- SOURCE

** start **

Handheld electronic games are interactive electronic games, often miniaturized versions of video games, that are played on portable handheld devices, known as handheld game consoles, whose controls, display and speakers are all part of a single unit. Rather than a general-purpose screen made up of a grid of small pixels, they usually have custom displays designed to play one game. This simplicity means they can be made as small as a smartwatch, and sometimes are. The visual output of these games can range from a few small light bulbs or LED lights to calculator-like alphanumerical screens; later these were mostly displaced by liquid crystal and vacuum fluorescent display screens with detailed images and in the case of VFD games, color.  Handhelds' popularity was at its peak from the late 1970s into the early 1990s before declining. They are the precursors to the handheld game console.

History
Early handheld games used simple mechanisms to interact with players, often limited to illuminated buttons and sound effects. Early handheld games include Mattel Auto Race (1976) and Mattel Electronic Football (1977), which have simple red-LED displays; gameplay involves pressing buttons to move a car or quarterback icon (represented by a bright dot) to avoid obstacles (represented by less bright dots).

In 1978 the Milton Bradley Company entered the handheld market with Simon, a simple color-and-sound-matching game.  Simon had no dedicated display, but featured four colored, lighted buttons; the original version was large enough to be used as a tabletop game or a handheld; later versions became increasingly smaller.  The same year, Parker Brothers also released Merlin, a more sophisticated handheld which could play six different games using an array of 11 buttons with integrated LEDs.  Despite their relative simplicity, each of these early games was highly successful.  

The initial success of Mattel and Parker Brothers' entries spawned a wave of similar handheld devices which were released through the early 1980s.  Notable among these were a series of popular 2-player "head-to-head" games from Coleco.  Other games were miniaturized versions of popular arcade video games.

In 1979, Gunpei Yokoi, traveling on a bullet train, saw a bored businessman playing with an LCD calculator by pressing the buttons. Yokoi then thought of an idea for a watch that doubled as a miniature game machine for killing time. Starting in 1980, Nintendo began to release a series of electronic games designed by Yokoi called the Game & Watch games. Taking advantage of the technology used in the credit-card-sized calculators that had appeared on the market, Yokoi designed the series of LCD-based games to include a digital time display in the corner of the screen.  For later, more complicated Game & Watch games, Yokoi invented a cross shaped directional pad or "D-pad" for control of on-screen characters. Yokoi also included his directional pad on the Famicom game console's controllers, and the cross-shaped thumb controller soon became standard on game console controllers and ubiquitous across the video game industry as a replacement for the joystick.

During the 1980s, LCDs became inexpensive and largely replaced LED displays in handheld games.  The use of custom images in LCD and VFD games allows them to have greater detail and avoid the blocky, pixellated look of console screens, but not without drawbacks. All graphics are fixed in place, so every possible location and state of game objects has to be preset (and are usually visible when resetting a game), with no overlap. Illusion of movement is created by sequentially flashing objects between their possible states. Backgrounds for these games are static drawings, layered behind the "moving" graphics which are transparent when not in use.  Partly due to these limitations, the gameplay of early LCD games was often even more crude than for their LED antecedents.

** end **

- GIVEN INFORMATION
** start **

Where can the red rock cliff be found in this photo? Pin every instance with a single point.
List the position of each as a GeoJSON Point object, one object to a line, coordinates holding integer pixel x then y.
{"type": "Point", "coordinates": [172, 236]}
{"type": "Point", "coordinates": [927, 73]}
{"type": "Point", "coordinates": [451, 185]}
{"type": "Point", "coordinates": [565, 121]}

** end **

- PROBLEM SET
1. Answer these questions from the text on handheld electronic games, one line each:
(a) In what year did the Milton Bradley Company enter the handheld market with Simon?
(b) How many buttons with integrated LEDs did Merlin use?
(c) What control did Yokoi invent for the later Game & Watch games?
2. Resume the text on handheld electronic games after its final sentence, which compares early LCD gameplay with its LED antecedents.

- SET OF ANSWERS
1.
(a) 1978
(b) 11
(c) A cross-shaped directional pad, or "D-pad"

2.
Some of the more well-known handheld games of the LCD era are the Game & Watch series by Nintendo and the games by Tiger Electronics, and many titles from other companies were also popular, especially conversions of arcade games. New games are still being made, but most are based on relatively simple card and board games.

Bandai LCD Solarpower 

In 1982, the Bandai LCD Solarpower series were the first solar-powered gaming devices. Some of its games, such as the horror-themed game Terror House, featured two LCD panels, one stacked on the other, for an early 3D effect. In 1983, Takara Tomy's Tomytronic 3D series simulated 3D by having two LED panels that were lit by external light through a window on top of the device, making it the first dedicated home video 3D hardware.

The LCD Solarpower series are handheld electronic games powered by solar energy made by Bandai in 1982. The games in the Double Panel series feature two LCD panels stacked on top of each other. This allows these games to progress in 2 stages for more variation in game play.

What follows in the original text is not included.